Extract
A nationwide consultation on the introduction of calorie amounts on restaurant menus is due to close on Friday.
Plans mooted by the Scottish Government could lead to food outlets being made to publish calorie information next to food items on menus, apps and notices at buffets.
The proposals are designed to help reduce obesity levels by making diners consider their food choices, however opponents have warned it risks the recovery of those living with eating disorders.
Hospitality chiefs have also criticised the plans, arguing it could discourage many from dining out.
Similar legislation was introduced in England earlier this year, though drew the ire of disordered eating charity Beat.
Dr Stephen Anderson, a consultant psychiatrist in eating disorders, said there is little evidence calorie labelling on menus is effective in reducing obesity after a survey revealed 95% of those experiencing disordered eating would find such counts “triggering”.
He added: “Suggesting that people need a specific number of calories does not take into account the individual’s physiology, gender, race and activity.
“This could be particularly harmful for children and young people where limiting calorie and nutritional intake can have significant impacts on development.
“A wider public health initiative looking at social and economic determinants of obesity and improving the population’s nutrition is likely to be more beneficial than listing calorie content on menus.”

Work request A
From the article on calorie labeling, list every factor that Dr Stephen Anderson says a specific calorie number fails to take into account.
Work request B
According to the article on calorie labeling, what share of those experiencing disordered eating would find calorie counts on menus "triggering"?
Work request C
Rewrite the article on calorie labeling starting at "Plans mooted by" and ending at "from dining out.", replacing "diners" with "customers".

Listed entries
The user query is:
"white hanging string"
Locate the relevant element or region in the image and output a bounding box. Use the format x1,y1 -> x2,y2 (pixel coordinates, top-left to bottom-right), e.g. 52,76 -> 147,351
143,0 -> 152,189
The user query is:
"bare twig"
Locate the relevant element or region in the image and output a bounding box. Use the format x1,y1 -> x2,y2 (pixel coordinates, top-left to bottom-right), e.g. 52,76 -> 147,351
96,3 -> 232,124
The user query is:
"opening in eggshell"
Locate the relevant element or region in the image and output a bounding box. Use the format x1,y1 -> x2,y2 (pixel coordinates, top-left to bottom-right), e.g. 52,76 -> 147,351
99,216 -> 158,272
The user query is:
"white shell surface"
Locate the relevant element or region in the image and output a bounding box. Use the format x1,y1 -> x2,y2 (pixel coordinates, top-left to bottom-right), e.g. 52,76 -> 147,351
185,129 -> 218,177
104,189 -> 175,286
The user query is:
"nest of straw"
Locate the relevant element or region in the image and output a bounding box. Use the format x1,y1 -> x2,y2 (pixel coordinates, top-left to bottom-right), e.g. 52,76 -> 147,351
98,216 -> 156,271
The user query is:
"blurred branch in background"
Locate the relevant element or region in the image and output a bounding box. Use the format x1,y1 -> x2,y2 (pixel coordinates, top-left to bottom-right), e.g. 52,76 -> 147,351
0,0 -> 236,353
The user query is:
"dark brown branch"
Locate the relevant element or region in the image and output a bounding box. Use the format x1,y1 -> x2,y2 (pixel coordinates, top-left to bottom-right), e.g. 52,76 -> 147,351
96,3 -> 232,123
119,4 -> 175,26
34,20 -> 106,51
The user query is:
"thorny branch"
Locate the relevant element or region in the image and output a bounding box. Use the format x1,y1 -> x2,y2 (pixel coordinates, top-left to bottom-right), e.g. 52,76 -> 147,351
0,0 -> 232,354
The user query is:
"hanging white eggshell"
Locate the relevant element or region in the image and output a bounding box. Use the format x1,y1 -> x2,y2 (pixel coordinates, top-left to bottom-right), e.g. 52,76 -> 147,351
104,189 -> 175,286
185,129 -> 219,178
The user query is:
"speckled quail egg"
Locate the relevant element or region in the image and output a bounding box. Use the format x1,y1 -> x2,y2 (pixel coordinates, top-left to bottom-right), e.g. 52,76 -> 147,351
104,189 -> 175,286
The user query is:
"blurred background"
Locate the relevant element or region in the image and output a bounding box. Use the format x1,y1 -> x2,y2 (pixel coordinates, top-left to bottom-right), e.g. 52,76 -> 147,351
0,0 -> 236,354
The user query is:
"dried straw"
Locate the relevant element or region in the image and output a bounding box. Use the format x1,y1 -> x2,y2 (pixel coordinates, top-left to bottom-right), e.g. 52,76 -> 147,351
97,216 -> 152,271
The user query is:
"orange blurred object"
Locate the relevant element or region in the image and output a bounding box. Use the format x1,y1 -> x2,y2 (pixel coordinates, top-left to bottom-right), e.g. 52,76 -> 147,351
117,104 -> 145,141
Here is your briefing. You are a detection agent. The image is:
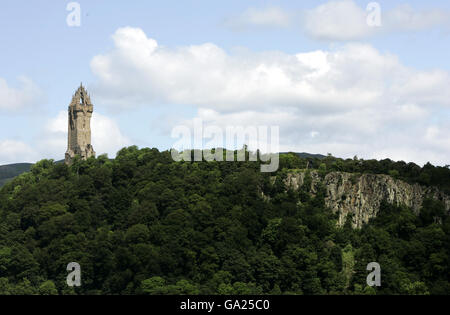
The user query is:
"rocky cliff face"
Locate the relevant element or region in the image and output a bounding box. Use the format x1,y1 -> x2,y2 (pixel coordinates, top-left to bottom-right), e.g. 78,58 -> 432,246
285,170 -> 450,228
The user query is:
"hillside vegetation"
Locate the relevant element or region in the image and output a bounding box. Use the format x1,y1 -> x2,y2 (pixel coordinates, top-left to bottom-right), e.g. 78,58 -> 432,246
0,146 -> 450,294
0,163 -> 32,187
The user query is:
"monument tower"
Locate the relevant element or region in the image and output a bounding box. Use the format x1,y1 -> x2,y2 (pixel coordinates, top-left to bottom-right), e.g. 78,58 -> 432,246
65,84 -> 95,165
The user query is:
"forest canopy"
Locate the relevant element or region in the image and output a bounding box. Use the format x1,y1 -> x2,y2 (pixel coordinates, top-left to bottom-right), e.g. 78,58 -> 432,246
0,146 -> 450,294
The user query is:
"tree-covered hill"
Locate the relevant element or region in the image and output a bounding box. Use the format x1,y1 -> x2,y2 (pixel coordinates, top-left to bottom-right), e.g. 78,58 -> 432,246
0,147 -> 450,294
0,163 -> 32,187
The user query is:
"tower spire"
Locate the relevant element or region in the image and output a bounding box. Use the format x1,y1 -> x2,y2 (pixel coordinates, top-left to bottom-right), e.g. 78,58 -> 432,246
65,82 -> 95,165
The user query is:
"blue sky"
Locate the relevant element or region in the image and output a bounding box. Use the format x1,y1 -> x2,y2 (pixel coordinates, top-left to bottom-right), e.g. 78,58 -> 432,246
0,0 -> 450,165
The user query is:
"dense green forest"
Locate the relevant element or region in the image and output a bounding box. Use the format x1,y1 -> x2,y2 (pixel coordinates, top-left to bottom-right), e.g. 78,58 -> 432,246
0,163 -> 32,187
0,146 -> 450,294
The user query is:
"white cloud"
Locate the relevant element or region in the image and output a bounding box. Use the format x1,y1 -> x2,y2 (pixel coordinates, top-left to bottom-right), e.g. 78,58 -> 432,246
385,4 -> 450,31
0,140 -> 38,165
302,0 -> 450,41
91,27 -> 450,164
225,7 -> 291,30
0,77 -> 43,112
304,0 -> 376,40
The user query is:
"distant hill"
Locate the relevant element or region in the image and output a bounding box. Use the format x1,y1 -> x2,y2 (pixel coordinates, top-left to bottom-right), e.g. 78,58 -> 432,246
0,163 -> 33,187
0,152 -> 326,187
280,152 -> 326,159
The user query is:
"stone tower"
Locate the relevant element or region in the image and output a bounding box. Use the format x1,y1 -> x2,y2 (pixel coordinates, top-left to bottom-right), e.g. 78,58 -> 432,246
66,84 -> 95,165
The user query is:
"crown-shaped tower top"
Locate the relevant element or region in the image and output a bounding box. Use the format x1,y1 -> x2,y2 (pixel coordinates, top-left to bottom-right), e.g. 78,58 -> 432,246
66,84 -> 95,165
70,83 -> 92,107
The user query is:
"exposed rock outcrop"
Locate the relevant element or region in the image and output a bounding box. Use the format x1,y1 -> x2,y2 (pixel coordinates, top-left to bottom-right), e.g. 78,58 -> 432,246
285,170 -> 450,228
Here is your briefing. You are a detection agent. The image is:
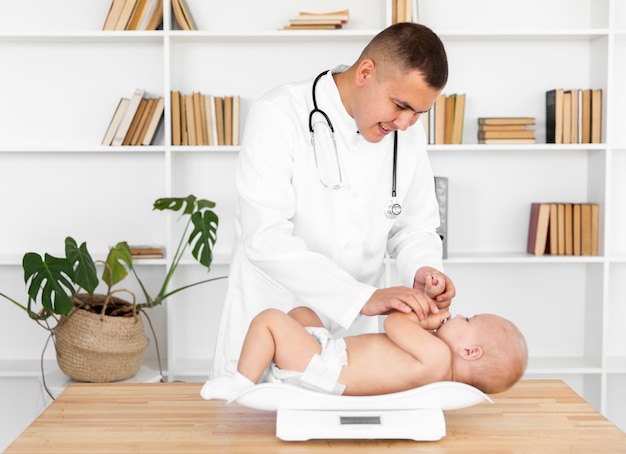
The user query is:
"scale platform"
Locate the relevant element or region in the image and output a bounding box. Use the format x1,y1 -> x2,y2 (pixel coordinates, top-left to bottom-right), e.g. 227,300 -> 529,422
233,382 -> 492,441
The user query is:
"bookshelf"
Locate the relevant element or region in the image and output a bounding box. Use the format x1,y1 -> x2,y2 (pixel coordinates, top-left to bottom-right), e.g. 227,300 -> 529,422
0,0 -> 626,429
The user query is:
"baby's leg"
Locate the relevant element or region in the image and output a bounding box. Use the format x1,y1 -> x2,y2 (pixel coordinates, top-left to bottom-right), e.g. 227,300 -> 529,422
289,306 -> 324,328
237,309 -> 322,382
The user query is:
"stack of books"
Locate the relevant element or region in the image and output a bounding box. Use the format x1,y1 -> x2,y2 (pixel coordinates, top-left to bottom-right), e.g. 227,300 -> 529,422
420,93 -> 465,145
478,117 -> 535,144
171,91 -> 240,146
102,88 -> 164,146
391,0 -> 417,24
127,244 -> 165,259
527,202 -> 599,255
283,9 -> 350,30
546,88 -> 602,143
102,0 -> 163,30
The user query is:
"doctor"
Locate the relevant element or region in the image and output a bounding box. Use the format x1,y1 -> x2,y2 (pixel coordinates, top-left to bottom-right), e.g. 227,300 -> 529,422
212,23 -> 455,376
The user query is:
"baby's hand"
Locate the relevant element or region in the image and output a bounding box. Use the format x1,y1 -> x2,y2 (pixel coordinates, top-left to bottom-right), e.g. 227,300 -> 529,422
424,271 -> 446,298
419,309 -> 450,331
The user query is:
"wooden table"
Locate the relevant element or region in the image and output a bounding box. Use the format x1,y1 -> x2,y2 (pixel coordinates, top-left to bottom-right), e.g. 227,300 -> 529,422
6,380 -> 626,454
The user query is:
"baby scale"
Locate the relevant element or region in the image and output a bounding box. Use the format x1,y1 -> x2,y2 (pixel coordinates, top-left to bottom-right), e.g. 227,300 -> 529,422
233,381 -> 492,441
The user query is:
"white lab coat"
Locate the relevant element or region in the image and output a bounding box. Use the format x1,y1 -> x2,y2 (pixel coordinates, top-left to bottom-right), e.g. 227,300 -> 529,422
212,69 -> 442,376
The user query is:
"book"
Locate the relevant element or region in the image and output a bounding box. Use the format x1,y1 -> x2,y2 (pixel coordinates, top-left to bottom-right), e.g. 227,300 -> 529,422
478,117 -> 535,126
102,98 -> 130,146
478,129 -> 535,139
213,96 -> 226,145
572,203 -> 581,255
589,203 -> 600,255
138,0 -> 163,30
233,95 -> 241,146
283,9 -> 350,30
114,0 -> 138,30
526,202 -> 550,255
556,203 -> 565,255
128,245 -> 165,259
443,95 -> 456,144
580,203 -> 591,255
435,176 -> 448,259
563,203 -> 574,255
548,203 -> 559,255
282,24 -> 341,30
478,124 -> 533,132
141,97 -> 165,145
202,95 -> 216,146
224,95 -> 233,145
569,88 -> 580,143
111,88 -> 144,146
130,98 -> 156,145
191,91 -> 207,145
562,90 -> 572,143
450,94 -> 465,144
591,89 -> 602,143
180,94 -> 189,145
580,89 -> 591,143
183,95 -> 198,146
122,98 -> 148,145
434,93 -> 446,145
102,0 -> 126,30
170,90 -> 182,145
126,0 -> 150,30
172,0 -> 197,30
546,88 -> 563,143
478,139 -> 535,145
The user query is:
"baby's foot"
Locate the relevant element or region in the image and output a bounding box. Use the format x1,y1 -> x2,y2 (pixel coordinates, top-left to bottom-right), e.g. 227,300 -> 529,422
200,372 -> 254,401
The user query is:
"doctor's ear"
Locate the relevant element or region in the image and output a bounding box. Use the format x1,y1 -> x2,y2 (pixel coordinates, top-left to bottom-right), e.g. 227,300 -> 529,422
459,345 -> 484,361
356,58 -> 375,86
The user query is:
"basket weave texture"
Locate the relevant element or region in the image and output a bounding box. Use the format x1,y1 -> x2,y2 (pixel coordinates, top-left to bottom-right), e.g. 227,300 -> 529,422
54,295 -> 148,383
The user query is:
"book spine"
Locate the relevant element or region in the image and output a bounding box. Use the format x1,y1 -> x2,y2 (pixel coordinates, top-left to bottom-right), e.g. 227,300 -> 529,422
435,177 -> 448,259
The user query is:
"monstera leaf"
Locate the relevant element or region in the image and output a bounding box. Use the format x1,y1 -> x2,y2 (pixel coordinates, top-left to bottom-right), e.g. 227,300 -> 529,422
102,241 -> 133,287
22,252 -> 75,315
154,195 -> 218,268
189,211 -> 218,268
65,236 -> 98,295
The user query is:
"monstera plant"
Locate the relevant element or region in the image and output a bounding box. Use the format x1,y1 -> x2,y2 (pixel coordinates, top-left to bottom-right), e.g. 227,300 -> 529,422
0,195 -> 221,382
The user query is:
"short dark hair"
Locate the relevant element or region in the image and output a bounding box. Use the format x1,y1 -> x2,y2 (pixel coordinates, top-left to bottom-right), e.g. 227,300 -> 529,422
359,22 -> 448,89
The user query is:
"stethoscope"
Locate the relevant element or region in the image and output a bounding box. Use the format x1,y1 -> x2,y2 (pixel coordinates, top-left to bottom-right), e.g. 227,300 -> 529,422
309,71 -> 402,218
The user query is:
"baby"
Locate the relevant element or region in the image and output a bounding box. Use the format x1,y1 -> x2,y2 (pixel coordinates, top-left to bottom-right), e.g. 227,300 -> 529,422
201,275 -> 528,400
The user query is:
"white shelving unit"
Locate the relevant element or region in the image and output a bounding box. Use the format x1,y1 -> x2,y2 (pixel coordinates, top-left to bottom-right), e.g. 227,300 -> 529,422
0,0 -> 626,436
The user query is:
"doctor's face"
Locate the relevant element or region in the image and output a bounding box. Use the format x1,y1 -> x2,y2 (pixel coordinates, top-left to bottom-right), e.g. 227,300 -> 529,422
352,66 -> 441,142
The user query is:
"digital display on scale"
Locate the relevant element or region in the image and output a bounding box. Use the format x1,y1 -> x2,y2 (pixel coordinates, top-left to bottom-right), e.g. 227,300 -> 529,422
339,416 -> 381,426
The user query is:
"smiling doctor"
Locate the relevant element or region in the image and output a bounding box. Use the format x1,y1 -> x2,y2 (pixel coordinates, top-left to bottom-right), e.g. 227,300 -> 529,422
212,23 -> 456,376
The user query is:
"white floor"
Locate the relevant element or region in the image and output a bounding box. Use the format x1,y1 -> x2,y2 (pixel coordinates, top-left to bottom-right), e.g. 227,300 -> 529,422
0,377 -> 50,452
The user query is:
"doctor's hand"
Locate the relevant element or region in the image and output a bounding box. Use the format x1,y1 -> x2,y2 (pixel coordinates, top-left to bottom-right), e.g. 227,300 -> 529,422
361,286 -> 439,321
413,266 -> 456,313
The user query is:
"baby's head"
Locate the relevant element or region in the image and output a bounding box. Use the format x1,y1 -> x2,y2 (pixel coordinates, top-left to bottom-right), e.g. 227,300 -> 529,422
437,314 -> 528,394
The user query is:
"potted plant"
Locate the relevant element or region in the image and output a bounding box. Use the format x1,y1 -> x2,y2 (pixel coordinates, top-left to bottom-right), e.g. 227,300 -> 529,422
0,195 -> 222,382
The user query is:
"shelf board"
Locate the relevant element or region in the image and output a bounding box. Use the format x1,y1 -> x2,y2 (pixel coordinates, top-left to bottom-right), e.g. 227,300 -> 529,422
0,30 -> 166,45
526,357 -> 602,375
426,143 -> 607,154
436,28 -> 609,41
0,144 -> 166,154
444,252 -> 604,264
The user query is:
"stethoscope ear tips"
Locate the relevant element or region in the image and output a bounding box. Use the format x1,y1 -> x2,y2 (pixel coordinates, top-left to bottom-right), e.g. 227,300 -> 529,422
385,198 -> 402,219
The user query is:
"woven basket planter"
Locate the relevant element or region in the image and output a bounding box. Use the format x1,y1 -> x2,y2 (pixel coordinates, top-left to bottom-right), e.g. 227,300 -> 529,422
54,295 -> 148,383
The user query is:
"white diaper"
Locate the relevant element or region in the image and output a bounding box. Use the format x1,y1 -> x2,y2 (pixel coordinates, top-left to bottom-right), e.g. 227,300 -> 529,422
267,326 -> 348,394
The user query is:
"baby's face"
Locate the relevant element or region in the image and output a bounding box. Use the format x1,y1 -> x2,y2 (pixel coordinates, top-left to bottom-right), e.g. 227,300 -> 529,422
436,314 -> 485,346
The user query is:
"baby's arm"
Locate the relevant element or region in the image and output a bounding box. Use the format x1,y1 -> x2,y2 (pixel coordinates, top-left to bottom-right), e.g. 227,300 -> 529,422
424,271 -> 446,298
385,312 -> 450,381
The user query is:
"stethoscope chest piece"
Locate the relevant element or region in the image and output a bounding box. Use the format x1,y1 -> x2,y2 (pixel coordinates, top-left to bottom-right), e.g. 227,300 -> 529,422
385,197 -> 402,219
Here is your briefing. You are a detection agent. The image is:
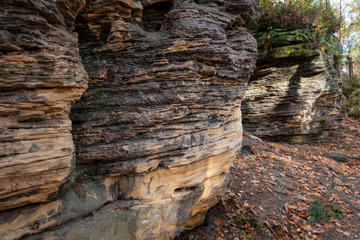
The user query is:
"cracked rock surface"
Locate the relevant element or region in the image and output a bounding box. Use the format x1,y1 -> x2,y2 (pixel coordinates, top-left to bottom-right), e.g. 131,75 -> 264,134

Exercise solution A
physiology, gender, race, activity

Exercise solution B
95%

Exercise solution C
Plans mooted by the Scottish Government could lead to food outlets being made to publish calorie information next to food items on menus, apps and notices at buffets.
The proposals are designed to help reduce obesity levels by making customers consider their food choices, however opponents have warned it risks the recovery of those living with eating disorders.
Hospitality chiefs have also criticised the plans, arguing it could discourage many from dining out.